- **Task description**
Your answer should contain every line of the records, transcribed word for word.

- **Dataset records**

Segment Open

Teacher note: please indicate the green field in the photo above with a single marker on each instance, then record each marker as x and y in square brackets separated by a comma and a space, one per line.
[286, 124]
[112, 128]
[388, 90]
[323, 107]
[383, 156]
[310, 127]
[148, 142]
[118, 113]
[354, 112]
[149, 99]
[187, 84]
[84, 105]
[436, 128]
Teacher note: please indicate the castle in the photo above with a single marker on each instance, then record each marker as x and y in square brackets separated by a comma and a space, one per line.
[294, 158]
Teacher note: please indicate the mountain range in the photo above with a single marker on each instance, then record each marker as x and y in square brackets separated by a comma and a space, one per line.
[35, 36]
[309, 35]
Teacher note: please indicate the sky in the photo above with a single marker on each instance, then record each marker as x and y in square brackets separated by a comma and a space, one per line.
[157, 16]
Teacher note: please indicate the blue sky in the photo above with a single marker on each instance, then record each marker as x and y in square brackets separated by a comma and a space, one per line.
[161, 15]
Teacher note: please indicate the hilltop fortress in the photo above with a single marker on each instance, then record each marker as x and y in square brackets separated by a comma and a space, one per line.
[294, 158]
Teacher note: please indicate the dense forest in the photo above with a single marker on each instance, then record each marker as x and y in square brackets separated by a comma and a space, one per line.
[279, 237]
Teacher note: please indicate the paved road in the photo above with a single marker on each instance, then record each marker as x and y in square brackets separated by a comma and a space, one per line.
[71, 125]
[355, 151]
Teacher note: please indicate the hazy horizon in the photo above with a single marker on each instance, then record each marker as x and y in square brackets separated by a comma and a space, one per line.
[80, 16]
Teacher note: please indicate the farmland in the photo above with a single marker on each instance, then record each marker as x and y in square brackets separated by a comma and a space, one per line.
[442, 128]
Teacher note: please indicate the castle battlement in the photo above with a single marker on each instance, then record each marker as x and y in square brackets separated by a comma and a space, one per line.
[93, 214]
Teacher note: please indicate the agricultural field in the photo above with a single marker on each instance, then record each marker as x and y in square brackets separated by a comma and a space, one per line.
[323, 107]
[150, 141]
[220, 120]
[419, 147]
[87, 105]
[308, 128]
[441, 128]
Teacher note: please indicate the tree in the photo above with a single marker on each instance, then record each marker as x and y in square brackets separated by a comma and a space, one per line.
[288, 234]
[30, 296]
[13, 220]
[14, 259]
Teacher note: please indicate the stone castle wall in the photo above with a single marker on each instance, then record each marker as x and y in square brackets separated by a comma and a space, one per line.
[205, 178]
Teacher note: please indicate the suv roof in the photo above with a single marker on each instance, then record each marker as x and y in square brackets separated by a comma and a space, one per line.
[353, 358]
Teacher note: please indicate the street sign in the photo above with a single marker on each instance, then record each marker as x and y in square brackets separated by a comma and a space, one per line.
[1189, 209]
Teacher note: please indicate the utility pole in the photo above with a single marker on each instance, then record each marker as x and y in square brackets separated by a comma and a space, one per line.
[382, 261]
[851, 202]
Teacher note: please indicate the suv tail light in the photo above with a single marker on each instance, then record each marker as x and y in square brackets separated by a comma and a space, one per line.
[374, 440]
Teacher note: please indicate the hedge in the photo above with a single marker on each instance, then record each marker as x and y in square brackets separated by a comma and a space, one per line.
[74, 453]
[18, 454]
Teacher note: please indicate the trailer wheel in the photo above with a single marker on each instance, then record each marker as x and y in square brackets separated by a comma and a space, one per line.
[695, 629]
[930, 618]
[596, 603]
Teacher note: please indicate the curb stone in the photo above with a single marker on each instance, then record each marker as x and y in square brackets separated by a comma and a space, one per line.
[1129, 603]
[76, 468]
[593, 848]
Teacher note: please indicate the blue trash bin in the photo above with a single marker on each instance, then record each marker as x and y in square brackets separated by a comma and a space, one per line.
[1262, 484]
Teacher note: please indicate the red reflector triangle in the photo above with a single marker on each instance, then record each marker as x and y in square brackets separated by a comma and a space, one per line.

Segment Closed

- **Task answer**
Teacher note: please indicate the green field in the photo above with a single marker on each instance, then record each marker as x and y in square brackets separated by a comma and a space, one per line.
[286, 124]
[112, 128]
[388, 90]
[323, 107]
[383, 156]
[310, 127]
[148, 142]
[118, 113]
[354, 112]
[149, 99]
[187, 84]
[84, 105]
[436, 128]
Teacher note: please indicate the castle in the photo above with a single marker on each instance, then record each marker as x and y in square brackets separated by a comma and a space, one per line.
[294, 158]
Teacher note: please indicate the mountain range in the photo above with a single marker on each instance, then record each marker as x and y in square brackets separated by a comma and a space, one per line.
[35, 36]
[309, 35]
Teacher note: please indicate the sky in the photo above with a single marker on each instance, then record each marker as x and y in square brackets separated by a comma and a space, one per line.
[157, 16]
Teacher note: please indicate the blue sky in the photo above with a single marker on each instance, then record each marker as x and y in square brackets separated by a comma and a space, one per line.
[161, 15]
Teacher note: please indicate the hilltop fortress in the photo above with a single marker on each instance, then record each marker as x and y in square brackets separated by a comma and a space, one per line.
[294, 158]
Teacher note: please indicate the dense forest in the photo above with a single marker on each instance, then record each marker as x and y in square brackets separated by a comma and a space, one per line.
[279, 237]
Teacher note: please indicate the paved road in the photo above with a single marker on each instance, then record each marker as x and y in square brackets separated by a comma and a space, one per line.
[71, 125]
[355, 151]
Teacher note: please indicate the hazy horizon in the photo above with a single marker on each instance, then record each marker as x and y in square brackets separated by a comma and a space, one per line.
[80, 16]
Teacher note: please indicate the farmland in the photo above with a single marker on each instance, then record each marker as x and y in square brackets separated by a comma and a space, one per line.
[442, 128]
Teacher note: please indicate the castle battlement in the photo above with a single marker on each instance, then record each marker as x and y in square brackets separated by a comma and a space, one per line.
[93, 214]
Teacher note: please indicate the agricultural field in the photo above with a single marker on each instance, then record each marker as x and y in square brackets separated by a comma and a space, one per line.
[323, 107]
[150, 141]
[220, 120]
[419, 147]
[87, 105]
[308, 128]
[441, 128]
Teacher note: please indicate the tree in the photo above with a single marker on each instance, then record each marker as x and y in square brackets separated by a comma and a space, one per line.
[288, 234]
[30, 296]
[13, 220]
[14, 259]
Teacher note: please indicate the stone castle wall in the photo above with a single marker on each instance, then record each marker as x and y in square brackets separated by a comma and a space, one per line.
[205, 178]
Teacher note: please indicate the suv roof in the photo above with a single marker on each instance, then record each marker as x and y in square brackets separated by a comma and a space, one per line.
[353, 358]
Teacher note: please indicate the street sign in the photo above with a single marker on each instance, then record each marker as x and y in square brackets separated by a comma and a space, one per line.
[1189, 209]
Teacher note: please indicate the utility pole in the photo above with a single marker on each instance, then record each marker as x and y in square brackets separated by a comma and a space, one per line.
[382, 261]
[851, 202]
Teacher note: please indicate the suv tail light in the photo above with a single marker on each instance, then record each marker as x and y in square brackets separated by a comma and a space, one per line.
[374, 440]
Teacher note: please indicate the hedge in the photo above with a single marker on each instance, then record each marker as x and y in square brackets separated by a comma and a space, one per line.
[74, 453]
[18, 454]
Teacher note: please indicate the trailer wheel in the photo above with a single marker on each instance, then record each marker as x and y in square brackets separated by a comma and a space, one per line.
[695, 629]
[930, 618]
[596, 603]
Teacher note: please indicate the curb stone in the photo above with a single marker on each instance, then record each marker as x and y in square brackets separated by a comma and a space, one per line.
[1129, 603]
[76, 468]
[593, 848]
Teacher note: please indicate the blue trash bin in the photo above with a single marker on each instance, then record each marker as x and y in square brackets separated by a comma and a space, one per line.
[1262, 484]
Teacher note: please indicate the red reflector triangle in the photo above with a single marker on each instance, then record each marker as x and y in square brackets separated by a comma and a space, one per line.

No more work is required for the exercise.